Extrait fourni:
Mais le véritable problème est plus général. Toute la question actuelle est : que reste-t-il de la psychanalyse si on se livre à ce genre de révisions (comme pour le marxisme) ? Est-elle autre chose qu'une pratique sectaire, quand on pense à la lutte entre les chapelles (mais c'est aussi le cas dans toutes les sciences humaines), ou plus sérieusement quand on pense à une certaine fermeture conceptuelle (classiquement critiquée par Popper), qui interdit l'évaluation (ce que lui reprochent les psychothérapeutes).
Pour répondre aux critiques, la solution adoptée actuellement par la psychanalyse consiste à affirmer elle-même solennellement sa non-scientificité, au nom de l'individuation du sujet souffrant (comme si ce n'était pas aussi le cas en médecine, ou si le langage était individuel). Cette non-scientificité n'était certainement pas l'ambition de Freud lui-même. C'est aussi faire de nécessité vertu, mais cela ne veut surtout strictement rien dire. Comme on a pu parler de « tournant théologique de la phénoménologie », on peut parler ici de tournant mystique de la psychanalyse, du fait de la prétention des psychanalystes à se considérer comme les interprètes de l'ineffable, confondu sans doute avec l'inconscient [2] !
De toute façon, le rôle du freudisme est un fait historique. Son déclin à l'âge de la liberté des moeurs tendrait à confirmer l'explication en terme d'anthropologie culturelle comme réaction à l'idéologie victorienne. Au contraire, avec le biographisme philosophique, la problématique d'Onfray rate complètement son objet et donne le bâton pour se faire battre. Un problème de la philosophie, comme j'ai déjà eu l'occasion de le dire [3], est de produire des raisonnements absurdes, plus que « par l'absurde », mais de ne pas considérer ce résultat comme une réfutation. En ce sens, il s'agit davantage d'une forme de littérature qui prendrait ses élucubrations un peu trop au sérieux, ce qui est finalement assez fréquent pour la littérature. C'est aussi le biais de la psychanalyse. La forme théorique qu'elle adopte est de reprendre le discours du malade. Et cette maladie du patient est justement cette incapacité théorique qui se manifeste par une « pathologie symbolique » qui semble devenue parfois le mode d'expression normal dans les sciences humaines.

Consigne: Relevez toutes les personnes que le texte sur la psychanalyse nomme.

Matériel fourni:
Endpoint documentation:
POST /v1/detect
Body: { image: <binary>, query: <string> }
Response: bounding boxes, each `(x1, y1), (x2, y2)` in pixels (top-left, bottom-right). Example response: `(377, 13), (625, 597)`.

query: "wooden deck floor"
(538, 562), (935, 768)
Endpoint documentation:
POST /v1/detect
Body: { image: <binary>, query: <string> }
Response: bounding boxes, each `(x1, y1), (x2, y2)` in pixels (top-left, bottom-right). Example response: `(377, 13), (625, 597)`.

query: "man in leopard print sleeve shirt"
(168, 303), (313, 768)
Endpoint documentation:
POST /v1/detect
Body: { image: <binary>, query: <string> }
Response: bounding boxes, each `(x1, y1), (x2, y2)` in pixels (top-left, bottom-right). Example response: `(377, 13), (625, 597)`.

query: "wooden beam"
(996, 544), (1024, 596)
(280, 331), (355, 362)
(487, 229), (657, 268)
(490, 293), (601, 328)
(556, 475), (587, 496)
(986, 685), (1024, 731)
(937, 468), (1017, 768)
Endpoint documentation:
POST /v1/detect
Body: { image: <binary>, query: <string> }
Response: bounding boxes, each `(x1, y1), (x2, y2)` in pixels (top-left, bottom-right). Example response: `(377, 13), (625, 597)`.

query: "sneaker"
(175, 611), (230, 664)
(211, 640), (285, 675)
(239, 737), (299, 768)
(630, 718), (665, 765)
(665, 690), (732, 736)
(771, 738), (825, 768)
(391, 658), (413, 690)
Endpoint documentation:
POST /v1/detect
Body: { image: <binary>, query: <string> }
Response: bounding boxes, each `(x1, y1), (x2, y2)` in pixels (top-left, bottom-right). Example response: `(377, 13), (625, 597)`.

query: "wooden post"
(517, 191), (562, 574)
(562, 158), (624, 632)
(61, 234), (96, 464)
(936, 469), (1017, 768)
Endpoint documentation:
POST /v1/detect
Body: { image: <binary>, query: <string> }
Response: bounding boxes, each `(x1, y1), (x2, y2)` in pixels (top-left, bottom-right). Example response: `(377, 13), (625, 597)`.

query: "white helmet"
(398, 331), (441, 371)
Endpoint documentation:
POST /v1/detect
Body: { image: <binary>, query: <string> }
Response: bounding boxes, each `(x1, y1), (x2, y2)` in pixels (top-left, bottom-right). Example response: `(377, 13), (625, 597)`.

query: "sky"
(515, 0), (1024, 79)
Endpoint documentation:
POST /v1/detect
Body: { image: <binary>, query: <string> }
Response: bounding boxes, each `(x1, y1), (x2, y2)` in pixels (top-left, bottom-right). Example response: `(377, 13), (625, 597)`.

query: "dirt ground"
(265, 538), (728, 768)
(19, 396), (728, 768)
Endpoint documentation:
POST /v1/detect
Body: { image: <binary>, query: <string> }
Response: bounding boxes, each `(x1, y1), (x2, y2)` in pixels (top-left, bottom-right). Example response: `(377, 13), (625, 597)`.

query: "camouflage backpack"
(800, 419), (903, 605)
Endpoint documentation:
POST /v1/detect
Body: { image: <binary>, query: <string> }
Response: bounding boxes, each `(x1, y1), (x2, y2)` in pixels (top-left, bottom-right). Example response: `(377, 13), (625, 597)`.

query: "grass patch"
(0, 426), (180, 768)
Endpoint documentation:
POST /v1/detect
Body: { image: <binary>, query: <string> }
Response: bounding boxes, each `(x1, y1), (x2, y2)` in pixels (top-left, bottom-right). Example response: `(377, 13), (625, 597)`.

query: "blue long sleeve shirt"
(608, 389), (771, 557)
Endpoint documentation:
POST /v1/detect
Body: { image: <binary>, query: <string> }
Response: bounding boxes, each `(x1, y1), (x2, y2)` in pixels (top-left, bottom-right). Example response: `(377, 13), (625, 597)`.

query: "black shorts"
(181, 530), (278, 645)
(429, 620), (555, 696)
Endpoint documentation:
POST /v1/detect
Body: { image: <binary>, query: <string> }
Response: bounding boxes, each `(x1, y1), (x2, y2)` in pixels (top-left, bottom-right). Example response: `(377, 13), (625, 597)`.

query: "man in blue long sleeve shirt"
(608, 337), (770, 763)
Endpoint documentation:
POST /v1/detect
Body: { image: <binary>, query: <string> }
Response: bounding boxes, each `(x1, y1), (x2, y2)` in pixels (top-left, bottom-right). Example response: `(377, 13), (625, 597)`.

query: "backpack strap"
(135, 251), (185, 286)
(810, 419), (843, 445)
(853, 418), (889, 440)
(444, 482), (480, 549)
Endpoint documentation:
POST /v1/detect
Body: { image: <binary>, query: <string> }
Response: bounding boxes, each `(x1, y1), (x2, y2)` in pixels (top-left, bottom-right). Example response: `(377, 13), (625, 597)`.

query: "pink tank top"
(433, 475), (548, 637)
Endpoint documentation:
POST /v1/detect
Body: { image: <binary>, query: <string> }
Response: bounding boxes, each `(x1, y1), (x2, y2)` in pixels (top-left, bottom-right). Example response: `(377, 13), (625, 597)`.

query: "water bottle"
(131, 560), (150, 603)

Solution: Popper, Freud, Onfray